• _INSTRUCTION_
Output every line of the entries from the line containing "like x=36 y=97." through the last, exactly, with no other content.

• _INPUT FOR THIS TASK_
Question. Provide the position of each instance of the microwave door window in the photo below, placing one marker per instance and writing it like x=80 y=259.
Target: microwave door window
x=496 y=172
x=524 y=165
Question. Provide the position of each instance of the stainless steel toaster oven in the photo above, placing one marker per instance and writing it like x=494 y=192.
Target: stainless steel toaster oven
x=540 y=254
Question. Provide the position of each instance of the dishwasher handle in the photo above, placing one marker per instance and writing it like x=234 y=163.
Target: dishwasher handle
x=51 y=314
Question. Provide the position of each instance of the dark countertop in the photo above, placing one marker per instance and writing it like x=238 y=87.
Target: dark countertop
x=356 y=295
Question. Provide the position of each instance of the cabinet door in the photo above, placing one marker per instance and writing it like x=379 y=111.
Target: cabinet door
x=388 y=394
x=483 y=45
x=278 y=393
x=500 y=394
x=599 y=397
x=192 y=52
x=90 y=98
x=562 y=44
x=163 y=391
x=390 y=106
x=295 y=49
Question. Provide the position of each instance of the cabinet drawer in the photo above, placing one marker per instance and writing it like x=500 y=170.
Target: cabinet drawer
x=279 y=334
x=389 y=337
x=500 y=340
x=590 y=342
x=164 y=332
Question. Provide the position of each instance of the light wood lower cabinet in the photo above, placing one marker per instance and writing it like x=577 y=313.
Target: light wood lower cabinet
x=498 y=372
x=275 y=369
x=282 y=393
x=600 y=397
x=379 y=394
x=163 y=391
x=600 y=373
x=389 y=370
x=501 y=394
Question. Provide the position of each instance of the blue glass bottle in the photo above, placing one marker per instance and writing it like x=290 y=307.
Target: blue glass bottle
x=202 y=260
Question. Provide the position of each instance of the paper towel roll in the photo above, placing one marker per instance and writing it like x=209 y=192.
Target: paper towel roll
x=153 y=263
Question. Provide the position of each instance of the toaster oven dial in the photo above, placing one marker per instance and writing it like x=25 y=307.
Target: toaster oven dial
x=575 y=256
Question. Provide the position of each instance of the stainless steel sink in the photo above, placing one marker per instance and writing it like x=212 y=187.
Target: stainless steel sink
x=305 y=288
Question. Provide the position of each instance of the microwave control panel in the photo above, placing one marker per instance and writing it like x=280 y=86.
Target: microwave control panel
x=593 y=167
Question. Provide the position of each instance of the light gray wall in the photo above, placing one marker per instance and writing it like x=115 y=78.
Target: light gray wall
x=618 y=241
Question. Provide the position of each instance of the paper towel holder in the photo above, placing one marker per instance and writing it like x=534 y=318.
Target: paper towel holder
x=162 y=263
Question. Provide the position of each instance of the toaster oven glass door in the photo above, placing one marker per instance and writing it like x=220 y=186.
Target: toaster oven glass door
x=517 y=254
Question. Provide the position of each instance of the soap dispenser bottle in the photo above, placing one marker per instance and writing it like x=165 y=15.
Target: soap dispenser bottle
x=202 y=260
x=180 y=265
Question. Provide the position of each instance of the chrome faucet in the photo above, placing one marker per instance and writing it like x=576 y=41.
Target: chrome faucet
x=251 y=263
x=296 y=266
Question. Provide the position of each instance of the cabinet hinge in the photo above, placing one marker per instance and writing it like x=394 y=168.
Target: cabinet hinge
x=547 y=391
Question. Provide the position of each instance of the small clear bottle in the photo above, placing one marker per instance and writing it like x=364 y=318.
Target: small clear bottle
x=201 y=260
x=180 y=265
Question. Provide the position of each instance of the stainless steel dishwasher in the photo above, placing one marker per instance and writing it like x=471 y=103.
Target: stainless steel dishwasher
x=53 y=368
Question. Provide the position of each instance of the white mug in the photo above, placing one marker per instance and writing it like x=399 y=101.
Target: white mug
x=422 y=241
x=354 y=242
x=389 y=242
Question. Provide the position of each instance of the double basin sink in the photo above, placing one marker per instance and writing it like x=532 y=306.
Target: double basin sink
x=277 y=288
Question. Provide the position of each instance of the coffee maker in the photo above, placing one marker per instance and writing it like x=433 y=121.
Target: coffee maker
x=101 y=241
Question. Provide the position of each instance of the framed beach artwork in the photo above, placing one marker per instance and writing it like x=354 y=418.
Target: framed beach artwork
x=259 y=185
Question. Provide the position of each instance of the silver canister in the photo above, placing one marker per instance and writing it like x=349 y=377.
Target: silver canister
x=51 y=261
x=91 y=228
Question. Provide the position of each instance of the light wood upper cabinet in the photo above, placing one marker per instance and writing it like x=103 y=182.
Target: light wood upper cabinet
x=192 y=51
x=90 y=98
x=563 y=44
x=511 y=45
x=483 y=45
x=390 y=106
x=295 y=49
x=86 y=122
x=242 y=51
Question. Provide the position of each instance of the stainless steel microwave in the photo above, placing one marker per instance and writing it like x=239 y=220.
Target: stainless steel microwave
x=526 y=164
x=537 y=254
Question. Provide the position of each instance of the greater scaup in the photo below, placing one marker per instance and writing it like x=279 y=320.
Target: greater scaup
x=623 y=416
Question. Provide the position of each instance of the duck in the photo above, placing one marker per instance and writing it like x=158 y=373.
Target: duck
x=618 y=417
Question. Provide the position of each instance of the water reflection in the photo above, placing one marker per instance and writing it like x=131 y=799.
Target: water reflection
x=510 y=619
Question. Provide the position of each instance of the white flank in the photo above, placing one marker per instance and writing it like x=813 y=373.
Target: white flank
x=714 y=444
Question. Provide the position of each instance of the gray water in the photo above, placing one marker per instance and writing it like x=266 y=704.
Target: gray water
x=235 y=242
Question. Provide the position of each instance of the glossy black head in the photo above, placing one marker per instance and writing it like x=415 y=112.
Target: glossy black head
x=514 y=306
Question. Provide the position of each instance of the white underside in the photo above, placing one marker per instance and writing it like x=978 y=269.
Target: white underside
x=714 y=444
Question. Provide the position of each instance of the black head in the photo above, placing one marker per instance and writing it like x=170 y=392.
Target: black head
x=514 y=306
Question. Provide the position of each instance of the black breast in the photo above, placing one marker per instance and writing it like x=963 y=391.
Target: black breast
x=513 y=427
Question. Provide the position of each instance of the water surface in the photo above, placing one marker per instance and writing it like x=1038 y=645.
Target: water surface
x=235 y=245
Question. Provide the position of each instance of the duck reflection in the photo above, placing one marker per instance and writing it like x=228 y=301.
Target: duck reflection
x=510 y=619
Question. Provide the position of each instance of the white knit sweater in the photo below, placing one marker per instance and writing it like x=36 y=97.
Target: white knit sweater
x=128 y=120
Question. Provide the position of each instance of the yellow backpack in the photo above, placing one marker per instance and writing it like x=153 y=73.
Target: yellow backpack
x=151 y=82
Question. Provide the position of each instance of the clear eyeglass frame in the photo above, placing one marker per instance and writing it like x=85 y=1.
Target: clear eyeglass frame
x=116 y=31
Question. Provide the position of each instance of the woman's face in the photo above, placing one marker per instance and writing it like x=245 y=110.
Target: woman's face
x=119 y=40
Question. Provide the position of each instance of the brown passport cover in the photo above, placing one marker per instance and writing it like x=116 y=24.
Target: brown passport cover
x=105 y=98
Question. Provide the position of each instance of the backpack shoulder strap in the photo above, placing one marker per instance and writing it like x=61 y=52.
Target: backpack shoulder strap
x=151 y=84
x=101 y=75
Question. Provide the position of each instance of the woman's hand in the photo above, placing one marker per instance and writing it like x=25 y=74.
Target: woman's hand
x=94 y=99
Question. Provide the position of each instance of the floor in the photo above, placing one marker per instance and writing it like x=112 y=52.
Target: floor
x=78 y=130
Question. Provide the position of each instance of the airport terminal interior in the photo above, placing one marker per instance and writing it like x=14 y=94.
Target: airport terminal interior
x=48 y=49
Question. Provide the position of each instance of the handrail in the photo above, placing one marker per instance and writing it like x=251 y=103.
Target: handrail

• _REPLY TO THE EXERCISE_
Question. Provide the position of each instance of the white knit sweater in the photo below, placing one marker per instance and writing it like x=36 y=97.
Target: white knit sweater
x=128 y=120
Question. Provide the position of each instance of the yellow backpack in the photo above, placing one marker per instance and writing it like x=153 y=73.
Target: yellow backpack
x=151 y=82
Question. Provide the position of each instance of the clear eyeglass frame in the photo above, placing one marker per instance and writing it like x=85 y=1.
Target: clear eyeglass frame
x=116 y=31
Question. Provide the position of each instance of the woman's face in the photo above, placing one marker per instance and writing it like x=245 y=110.
Target: woman's face
x=119 y=40
Question. Provide the position of each instance of the brown passport cover in the photo above, placing one marker per instance and writing it like x=116 y=24.
Target: brown passport cover
x=105 y=98
Question. Provide the position of each instance of the backpack shoulder strap in the photo above, placing one marker per instance and writing it like x=61 y=52.
Target: backpack shoulder strap
x=151 y=84
x=101 y=75
Question. Provide the position of each instance of the woman's hand in the photo above, placing one marker per instance and writing it like x=25 y=74.
Target: woman's hand
x=94 y=99
Question. Provide the position of each instance of the floor in the photo above, placing one marker per instance and writing it like x=112 y=52.
Target: floor
x=78 y=130
Question. Provide the position of each instance of the airport terminal interior in the photo above, placing one marker per instance and writing it like x=14 y=94.
Target: airport terminal interior
x=48 y=49
Question. Provide the position of each instance of the handrail in the photo above, placing one marker per instance and writing it like x=251 y=103.
Target: handrail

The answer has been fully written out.